Problem description » Rewrite the lines from the one containing "Per the spec, this vision system identifies the pedestrian" through the one containing "xmin=561 ymin=98 xmax=626 ymax=191", both included, as a JSON list of strings with one string per line and blank lines left out.
• • • •
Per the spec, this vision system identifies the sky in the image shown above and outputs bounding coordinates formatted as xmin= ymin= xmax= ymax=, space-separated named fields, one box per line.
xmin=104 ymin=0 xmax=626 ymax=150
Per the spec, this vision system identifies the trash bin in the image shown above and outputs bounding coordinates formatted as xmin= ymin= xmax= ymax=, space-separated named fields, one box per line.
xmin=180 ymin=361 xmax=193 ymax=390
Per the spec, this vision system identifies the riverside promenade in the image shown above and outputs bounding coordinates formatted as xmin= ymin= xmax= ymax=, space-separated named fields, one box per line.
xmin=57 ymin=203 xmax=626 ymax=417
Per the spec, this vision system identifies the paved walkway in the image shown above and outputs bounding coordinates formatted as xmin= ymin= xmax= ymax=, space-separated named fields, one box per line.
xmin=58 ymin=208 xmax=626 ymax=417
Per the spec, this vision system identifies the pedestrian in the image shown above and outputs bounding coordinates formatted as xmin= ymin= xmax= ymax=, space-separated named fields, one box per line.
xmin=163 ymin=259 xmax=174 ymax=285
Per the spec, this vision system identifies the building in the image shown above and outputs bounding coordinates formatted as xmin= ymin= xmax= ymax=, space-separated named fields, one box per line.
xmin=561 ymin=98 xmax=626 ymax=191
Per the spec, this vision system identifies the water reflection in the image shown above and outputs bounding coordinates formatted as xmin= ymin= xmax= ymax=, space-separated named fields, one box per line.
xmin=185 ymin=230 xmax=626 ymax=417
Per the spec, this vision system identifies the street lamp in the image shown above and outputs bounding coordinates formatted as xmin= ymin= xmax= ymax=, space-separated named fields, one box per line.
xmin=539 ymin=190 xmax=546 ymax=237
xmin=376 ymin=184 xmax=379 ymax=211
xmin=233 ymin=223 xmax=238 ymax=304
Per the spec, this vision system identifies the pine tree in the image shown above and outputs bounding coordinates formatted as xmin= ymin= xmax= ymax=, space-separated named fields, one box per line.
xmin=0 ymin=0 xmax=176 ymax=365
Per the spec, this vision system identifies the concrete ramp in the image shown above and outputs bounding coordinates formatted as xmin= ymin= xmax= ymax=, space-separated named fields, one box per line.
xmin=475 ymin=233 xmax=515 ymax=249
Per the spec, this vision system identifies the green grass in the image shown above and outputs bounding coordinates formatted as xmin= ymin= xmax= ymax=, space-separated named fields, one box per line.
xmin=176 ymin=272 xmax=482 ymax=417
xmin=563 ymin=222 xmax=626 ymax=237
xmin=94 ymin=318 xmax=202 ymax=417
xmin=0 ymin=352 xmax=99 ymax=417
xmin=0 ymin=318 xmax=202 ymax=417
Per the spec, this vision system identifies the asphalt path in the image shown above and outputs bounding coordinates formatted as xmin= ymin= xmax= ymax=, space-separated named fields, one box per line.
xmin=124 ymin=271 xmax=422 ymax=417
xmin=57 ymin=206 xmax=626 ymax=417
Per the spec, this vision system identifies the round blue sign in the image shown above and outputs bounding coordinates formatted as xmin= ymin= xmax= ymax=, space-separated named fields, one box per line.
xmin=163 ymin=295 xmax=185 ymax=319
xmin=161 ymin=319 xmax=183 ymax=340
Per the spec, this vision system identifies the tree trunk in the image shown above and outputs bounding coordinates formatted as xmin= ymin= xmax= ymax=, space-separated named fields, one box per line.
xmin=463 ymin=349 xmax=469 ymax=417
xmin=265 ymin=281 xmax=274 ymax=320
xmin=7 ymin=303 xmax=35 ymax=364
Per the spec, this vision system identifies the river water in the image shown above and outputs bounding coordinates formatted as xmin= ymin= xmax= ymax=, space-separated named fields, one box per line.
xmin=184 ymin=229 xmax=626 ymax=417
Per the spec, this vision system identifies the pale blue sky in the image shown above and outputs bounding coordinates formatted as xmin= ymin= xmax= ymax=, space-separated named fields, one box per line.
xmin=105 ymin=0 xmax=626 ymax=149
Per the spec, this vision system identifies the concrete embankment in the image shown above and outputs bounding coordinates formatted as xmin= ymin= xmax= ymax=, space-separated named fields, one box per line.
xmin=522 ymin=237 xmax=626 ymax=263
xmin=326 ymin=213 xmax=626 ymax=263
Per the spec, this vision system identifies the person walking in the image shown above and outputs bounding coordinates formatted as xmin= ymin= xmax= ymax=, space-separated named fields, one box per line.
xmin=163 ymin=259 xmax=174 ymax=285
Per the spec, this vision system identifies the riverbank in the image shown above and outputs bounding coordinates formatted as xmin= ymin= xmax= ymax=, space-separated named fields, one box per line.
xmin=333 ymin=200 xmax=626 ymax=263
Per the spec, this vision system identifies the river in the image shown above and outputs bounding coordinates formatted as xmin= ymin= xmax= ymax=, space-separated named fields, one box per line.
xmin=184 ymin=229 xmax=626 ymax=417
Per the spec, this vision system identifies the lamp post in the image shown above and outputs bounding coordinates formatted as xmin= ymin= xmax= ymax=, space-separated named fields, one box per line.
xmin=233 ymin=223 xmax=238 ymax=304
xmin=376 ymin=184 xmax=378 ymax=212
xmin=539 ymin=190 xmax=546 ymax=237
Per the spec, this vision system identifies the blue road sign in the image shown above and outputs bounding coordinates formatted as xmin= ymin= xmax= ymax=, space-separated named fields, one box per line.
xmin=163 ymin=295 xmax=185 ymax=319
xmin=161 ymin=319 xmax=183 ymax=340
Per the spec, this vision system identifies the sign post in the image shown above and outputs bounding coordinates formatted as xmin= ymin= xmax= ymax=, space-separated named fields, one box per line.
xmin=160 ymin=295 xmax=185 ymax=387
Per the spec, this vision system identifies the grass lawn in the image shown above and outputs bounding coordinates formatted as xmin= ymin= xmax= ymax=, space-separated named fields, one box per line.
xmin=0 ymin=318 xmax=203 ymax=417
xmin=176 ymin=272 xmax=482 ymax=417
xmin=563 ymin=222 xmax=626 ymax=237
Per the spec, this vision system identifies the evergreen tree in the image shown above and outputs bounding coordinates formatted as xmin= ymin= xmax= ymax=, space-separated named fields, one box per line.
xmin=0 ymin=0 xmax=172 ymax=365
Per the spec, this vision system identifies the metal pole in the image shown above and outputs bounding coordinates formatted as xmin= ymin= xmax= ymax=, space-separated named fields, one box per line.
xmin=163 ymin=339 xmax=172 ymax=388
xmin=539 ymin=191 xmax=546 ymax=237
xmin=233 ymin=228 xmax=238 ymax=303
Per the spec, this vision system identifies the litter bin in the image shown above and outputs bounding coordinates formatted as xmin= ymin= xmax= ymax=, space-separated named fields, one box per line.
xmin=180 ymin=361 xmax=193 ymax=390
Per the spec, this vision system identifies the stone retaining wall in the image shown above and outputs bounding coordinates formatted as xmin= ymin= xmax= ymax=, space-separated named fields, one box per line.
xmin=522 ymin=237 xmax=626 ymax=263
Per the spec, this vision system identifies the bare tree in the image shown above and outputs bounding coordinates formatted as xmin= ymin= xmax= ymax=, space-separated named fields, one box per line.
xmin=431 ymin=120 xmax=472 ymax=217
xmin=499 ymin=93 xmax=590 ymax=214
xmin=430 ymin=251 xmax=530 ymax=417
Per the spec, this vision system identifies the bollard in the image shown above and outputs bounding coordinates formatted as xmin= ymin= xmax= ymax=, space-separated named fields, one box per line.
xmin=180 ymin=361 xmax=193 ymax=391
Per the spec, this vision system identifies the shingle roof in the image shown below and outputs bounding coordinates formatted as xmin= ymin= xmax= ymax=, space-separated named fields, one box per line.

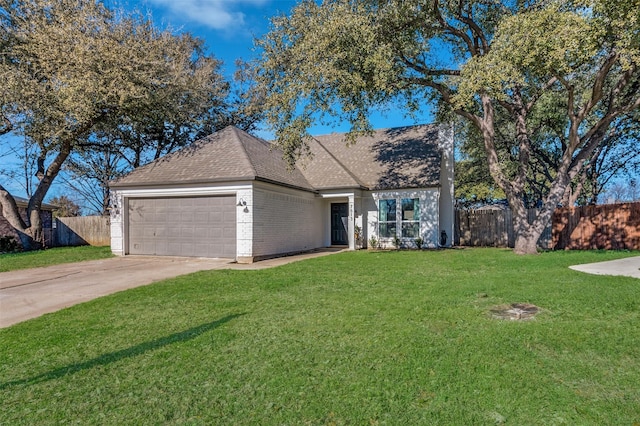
xmin=111 ymin=126 xmax=313 ymax=190
xmin=301 ymin=125 xmax=441 ymax=190
xmin=111 ymin=125 xmax=441 ymax=190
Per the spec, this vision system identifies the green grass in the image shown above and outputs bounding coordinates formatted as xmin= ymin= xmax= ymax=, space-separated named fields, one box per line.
xmin=0 ymin=246 xmax=113 ymax=272
xmin=0 ymin=249 xmax=640 ymax=425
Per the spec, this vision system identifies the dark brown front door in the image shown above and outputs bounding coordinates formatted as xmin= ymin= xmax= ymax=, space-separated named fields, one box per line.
xmin=331 ymin=203 xmax=349 ymax=246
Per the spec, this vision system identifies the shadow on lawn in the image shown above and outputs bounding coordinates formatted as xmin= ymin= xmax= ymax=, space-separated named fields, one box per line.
xmin=0 ymin=314 xmax=244 ymax=390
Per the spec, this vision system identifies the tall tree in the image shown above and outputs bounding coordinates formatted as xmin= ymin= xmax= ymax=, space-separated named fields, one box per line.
xmin=0 ymin=0 xmax=225 ymax=247
xmin=258 ymin=0 xmax=640 ymax=253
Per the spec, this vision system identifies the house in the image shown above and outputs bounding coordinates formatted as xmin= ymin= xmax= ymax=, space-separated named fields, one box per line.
xmin=110 ymin=125 xmax=454 ymax=263
xmin=0 ymin=197 xmax=57 ymax=248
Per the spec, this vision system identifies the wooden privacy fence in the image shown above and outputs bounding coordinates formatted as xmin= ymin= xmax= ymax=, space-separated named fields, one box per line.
xmin=454 ymin=209 xmax=551 ymax=249
xmin=53 ymin=216 xmax=111 ymax=246
xmin=552 ymin=202 xmax=640 ymax=250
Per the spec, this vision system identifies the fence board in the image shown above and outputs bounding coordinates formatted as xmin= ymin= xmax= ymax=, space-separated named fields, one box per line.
xmin=455 ymin=209 xmax=551 ymax=249
xmin=53 ymin=216 xmax=111 ymax=246
xmin=552 ymin=202 xmax=640 ymax=250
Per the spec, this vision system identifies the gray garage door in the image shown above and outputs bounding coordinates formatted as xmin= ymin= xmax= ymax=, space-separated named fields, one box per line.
xmin=129 ymin=196 xmax=236 ymax=258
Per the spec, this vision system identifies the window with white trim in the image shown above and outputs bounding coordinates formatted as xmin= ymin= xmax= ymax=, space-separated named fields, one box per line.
xmin=378 ymin=198 xmax=420 ymax=239
xmin=401 ymin=198 xmax=420 ymax=238
xmin=378 ymin=199 xmax=397 ymax=238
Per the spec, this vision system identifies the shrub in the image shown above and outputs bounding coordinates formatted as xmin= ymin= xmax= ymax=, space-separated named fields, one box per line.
xmin=369 ymin=236 xmax=379 ymax=250
xmin=0 ymin=235 xmax=18 ymax=253
xmin=413 ymin=237 xmax=424 ymax=250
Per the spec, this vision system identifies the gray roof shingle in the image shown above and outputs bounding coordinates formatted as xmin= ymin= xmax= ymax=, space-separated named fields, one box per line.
xmin=301 ymin=125 xmax=441 ymax=190
xmin=111 ymin=126 xmax=313 ymax=190
xmin=111 ymin=125 xmax=441 ymax=191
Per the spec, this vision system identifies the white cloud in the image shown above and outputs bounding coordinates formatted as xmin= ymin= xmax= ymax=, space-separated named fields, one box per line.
xmin=149 ymin=0 xmax=269 ymax=31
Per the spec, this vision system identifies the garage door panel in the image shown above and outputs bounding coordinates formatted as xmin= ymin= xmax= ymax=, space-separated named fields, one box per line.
xmin=129 ymin=196 xmax=236 ymax=258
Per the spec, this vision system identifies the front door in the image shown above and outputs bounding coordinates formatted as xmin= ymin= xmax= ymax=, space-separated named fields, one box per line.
xmin=331 ymin=203 xmax=349 ymax=246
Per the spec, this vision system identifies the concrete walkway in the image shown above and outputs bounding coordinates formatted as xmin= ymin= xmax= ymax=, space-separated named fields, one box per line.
xmin=569 ymin=256 xmax=640 ymax=278
xmin=0 ymin=250 xmax=336 ymax=328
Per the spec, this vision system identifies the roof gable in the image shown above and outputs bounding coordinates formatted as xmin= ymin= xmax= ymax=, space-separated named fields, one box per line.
xmin=301 ymin=125 xmax=442 ymax=190
xmin=111 ymin=126 xmax=312 ymax=190
xmin=111 ymin=125 xmax=441 ymax=191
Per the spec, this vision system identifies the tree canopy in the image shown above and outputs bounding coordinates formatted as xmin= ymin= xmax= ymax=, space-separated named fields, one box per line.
xmin=0 ymin=0 xmax=227 ymax=250
xmin=258 ymin=0 xmax=640 ymax=253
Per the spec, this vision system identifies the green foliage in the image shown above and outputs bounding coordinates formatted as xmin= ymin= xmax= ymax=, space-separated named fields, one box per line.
xmin=0 ymin=249 xmax=640 ymax=426
xmin=369 ymin=235 xmax=380 ymax=250
xmin=413 ymin=237 xmax=424 ymax=250
xmin=0 ymin=235 xmax=18 ymax=253
xmin=258 ymin=0 xmax=640 ymax=253
xmin=0 ymin=0 xmax=227 ymax=245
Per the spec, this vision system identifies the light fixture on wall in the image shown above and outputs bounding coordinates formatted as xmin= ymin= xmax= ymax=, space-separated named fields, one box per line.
xmin=236 ymin=198 xmax=249 ymax=213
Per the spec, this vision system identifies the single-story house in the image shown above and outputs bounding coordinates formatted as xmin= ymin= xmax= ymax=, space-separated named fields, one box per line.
xmin=110 ymin=125 xmax=454 ymax=263
xmin=0 ymin=197 xmax=57 ymax=248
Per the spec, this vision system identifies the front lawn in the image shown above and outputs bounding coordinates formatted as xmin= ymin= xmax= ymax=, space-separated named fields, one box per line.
xmin=0 ymin=249 xmax=640 ymax=425
xmin=0 ymin=246 xmax=113 ymax=272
• • • •
Written solution »
[
  "Per the spec, this vision system identifies the pedestrian in the image shown above and outputs bounding coordinates formatted as xmin= ymin= xmax= ymax=, space-separated named fields, one box per line.",
  "xmin=163 ymin=259 xmax=174 ymax=285",
  "Per the spec, this vision system identifies the building in the image shown above and outputs bounding coordinates formatted as xmin= ymin= xmax= ymax=, space-separated named fields, one box per line.",
  "xmin=561 ymin=98 xmax=626 ymax=191"
]